§ **Exercise data**:

====

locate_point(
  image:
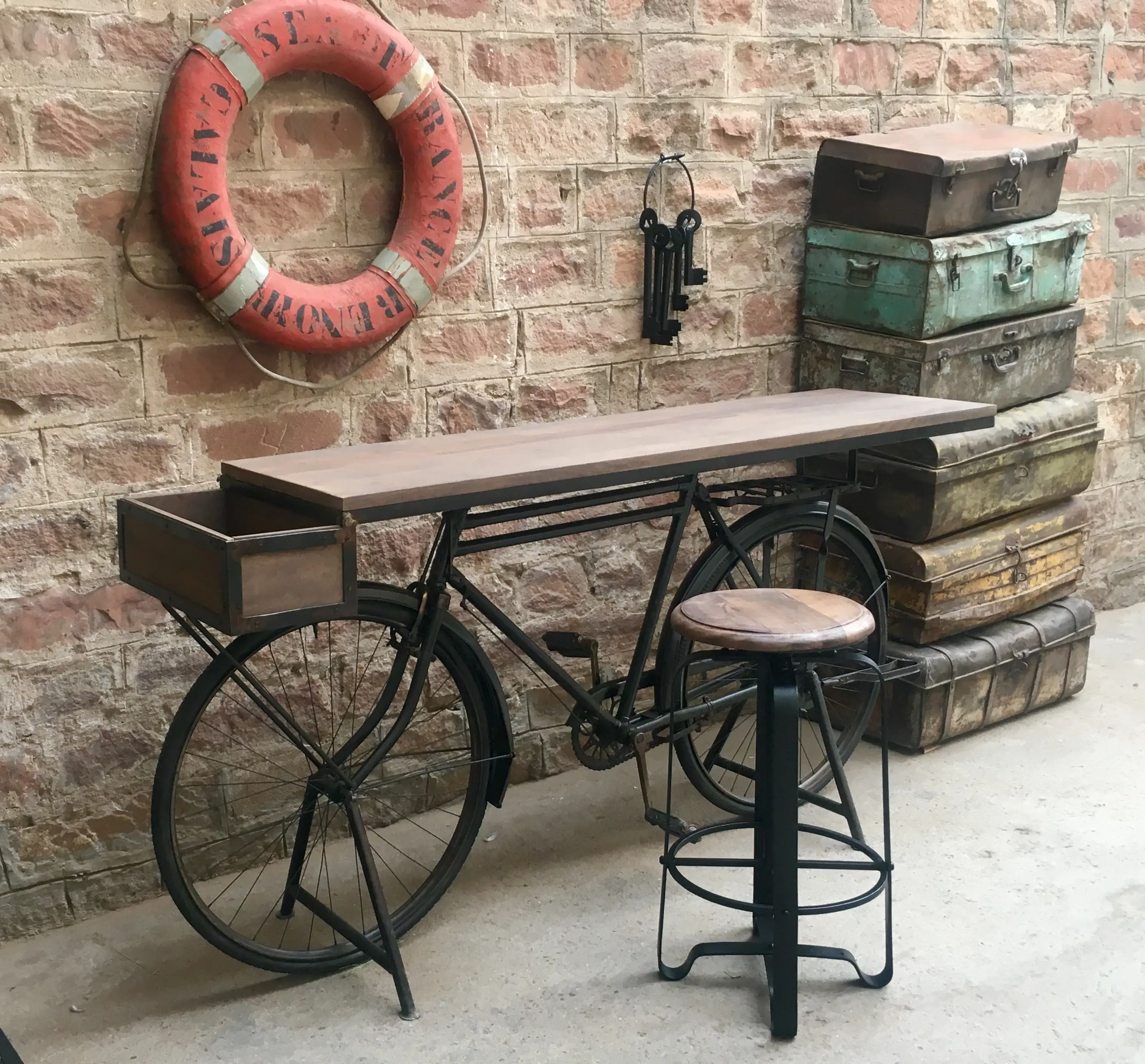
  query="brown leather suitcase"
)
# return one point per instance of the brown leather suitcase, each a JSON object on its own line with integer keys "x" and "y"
{"x": 984, "y": 574}
{"x": 968, "y": 683}
{"x": 939, "y": 180}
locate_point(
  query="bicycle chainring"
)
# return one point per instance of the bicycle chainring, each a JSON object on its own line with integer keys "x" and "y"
{"x": 597, "y": 753}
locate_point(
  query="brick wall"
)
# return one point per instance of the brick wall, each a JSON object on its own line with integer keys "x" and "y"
{"x": 108, "y": 389}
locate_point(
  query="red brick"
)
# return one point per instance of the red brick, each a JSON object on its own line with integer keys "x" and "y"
{"x": 545, "y": 271}
{"x": 1098, "y": 278}
{"x": 282, "y": 213}
{"x": 547, "y": 134}
{"x": 10, "y": 137}
{"x": 726, "y": 13}
{"x": 22, "y": 219}
{"x": 912, "y": 111}
{"x": 974, "y": 68}
{"x": 65, "y": 128}
{"x": 1032, "y": 16}
{"x": 647, "y": 129}
{"x": 1094, "y": 174}
{"x": 800, "y": 128}
{"x": 449, "y": 10}
{"x": 452, "y": 349}
{"x": 46, "y": 298}
{"x": 1090, "y": 15}
{"x": 599, "y": 335}
{"x": 467, "y": 409}
{"x": 963, "y": 16}
{"x": 788, "y": 67}
{"x": 685, "y": 67}
{"x": 385, "y": 419}
{"x": 281, "y": 434}
{"x": 70, "y": 384}
{"x": 1107, "y": 120}
{"x": 771, "y": 316}
{"x": 1052, "y": 68}
{"x": 551, "y": 399}
{"x": 320, "y": 133}
{"x": 553, "y": 586}
{"x": 544, "y": 201}
{"x": 60, "y": 615}
{"x": 102, "y": 217}
{"x": 781, "y": 15}
{"x": 36, "y": 37}
{"x": 111, "y": 457}
{"x": 866, "y": 67}
{"x": 737, "y": 130}
{"x": 517, "y": 62}
{"x": 896, "y": 14}
{"x": 674, "y": 383}
{"x": 137, "y": 43}
{"x": 214, "y": 369}
{"x": 610, "y": 198}
{"x": 781, "y": 192}
{"x": 46, "y": 535}
{"x": 919, "y": 65}
{"x": 606, "y": 65}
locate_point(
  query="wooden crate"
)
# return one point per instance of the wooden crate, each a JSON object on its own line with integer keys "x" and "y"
{"x": 236, "y": 563}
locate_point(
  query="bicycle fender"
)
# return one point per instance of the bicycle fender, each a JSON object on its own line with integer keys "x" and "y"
{"x": 501, "y": 730}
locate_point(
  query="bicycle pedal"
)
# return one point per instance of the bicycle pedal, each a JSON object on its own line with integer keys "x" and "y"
{"x": 674, "y": 825}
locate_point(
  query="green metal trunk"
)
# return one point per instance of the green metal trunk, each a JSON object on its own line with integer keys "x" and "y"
{"x": 984, "y": 574}
{"x": 1003, "y": 670}
{"x": 917, "y": 492}
{"x": 919, "y": 287}
{"x": 1004, "y": 364}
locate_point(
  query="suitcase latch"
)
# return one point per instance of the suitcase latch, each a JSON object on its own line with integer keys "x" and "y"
{"x": 949, "y": 185}
{"x": 1021, "y": 573}
{"x": 953, "y": 273}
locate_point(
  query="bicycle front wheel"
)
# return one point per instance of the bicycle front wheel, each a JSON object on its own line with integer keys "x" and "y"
{"x": 231, "y": 786}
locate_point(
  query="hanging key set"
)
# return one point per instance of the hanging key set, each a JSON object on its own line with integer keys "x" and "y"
{"x": 668, "y": 260}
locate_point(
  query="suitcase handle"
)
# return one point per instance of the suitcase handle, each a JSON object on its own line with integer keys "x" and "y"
{"x": 1012, "y": 287}
{"x": 861, "y": 274}
{"x": 994, "y": 358}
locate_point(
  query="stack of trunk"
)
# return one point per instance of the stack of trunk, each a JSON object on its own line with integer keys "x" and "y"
{"x": 917, "y": 240}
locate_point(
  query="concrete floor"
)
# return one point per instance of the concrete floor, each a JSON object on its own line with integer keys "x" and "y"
{"x": 1019, "y": 908}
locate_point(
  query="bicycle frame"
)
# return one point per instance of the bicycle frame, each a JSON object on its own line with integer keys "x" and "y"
{"x": 441, "y": 572}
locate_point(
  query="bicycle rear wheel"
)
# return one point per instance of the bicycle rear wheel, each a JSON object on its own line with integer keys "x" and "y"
{"x": 785, "y": 547}
{"x": 231, "y": 785}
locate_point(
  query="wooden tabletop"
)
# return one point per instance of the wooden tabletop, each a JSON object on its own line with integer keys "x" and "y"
{"x": 407, "y": 477}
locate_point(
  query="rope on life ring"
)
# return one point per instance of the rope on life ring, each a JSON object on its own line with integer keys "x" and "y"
{"x": 227, "y": 65}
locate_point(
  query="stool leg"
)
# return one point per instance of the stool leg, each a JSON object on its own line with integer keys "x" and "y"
{"x": 777, "y": 832}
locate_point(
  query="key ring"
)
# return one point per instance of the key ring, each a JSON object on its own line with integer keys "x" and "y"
{"x": 671, "y": 157}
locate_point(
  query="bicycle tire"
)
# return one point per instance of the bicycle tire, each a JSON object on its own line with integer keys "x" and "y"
{"x": 393, "y": 611}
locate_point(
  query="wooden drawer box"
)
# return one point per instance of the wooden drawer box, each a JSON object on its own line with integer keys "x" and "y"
{"x": 235, "y": 563}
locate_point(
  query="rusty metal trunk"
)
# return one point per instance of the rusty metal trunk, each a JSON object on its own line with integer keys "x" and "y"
{"x": 917, "y": 492}
{"x": 1003, "y": 670}
{"x": 984, "y": 574}
{"x": 1006, "y": 364}
{"x": 939, "y": 180}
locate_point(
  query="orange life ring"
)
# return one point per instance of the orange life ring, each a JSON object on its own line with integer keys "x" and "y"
{"x": 221, "y": 73}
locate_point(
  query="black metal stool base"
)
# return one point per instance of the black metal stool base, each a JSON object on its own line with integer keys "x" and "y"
{"x": 776, "y": 863}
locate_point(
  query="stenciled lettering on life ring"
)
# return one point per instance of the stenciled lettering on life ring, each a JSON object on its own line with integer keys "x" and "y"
{"x": 228, "y": 63}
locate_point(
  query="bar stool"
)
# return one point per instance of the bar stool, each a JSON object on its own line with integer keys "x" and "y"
{"x": 785, "y": 632}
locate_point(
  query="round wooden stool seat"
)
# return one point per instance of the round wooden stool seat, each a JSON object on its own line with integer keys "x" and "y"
{"x": 773, "y": 620}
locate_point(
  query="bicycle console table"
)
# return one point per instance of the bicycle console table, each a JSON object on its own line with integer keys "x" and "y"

====

§ **Problem statement**: Throughout the data above, report every line that contains the string "console".

§ **Exercise response**:
  query="bicycle console table"
# return one point per instance of the bicycle console table, each a JSON object on its own line with integer keys "x" and "y"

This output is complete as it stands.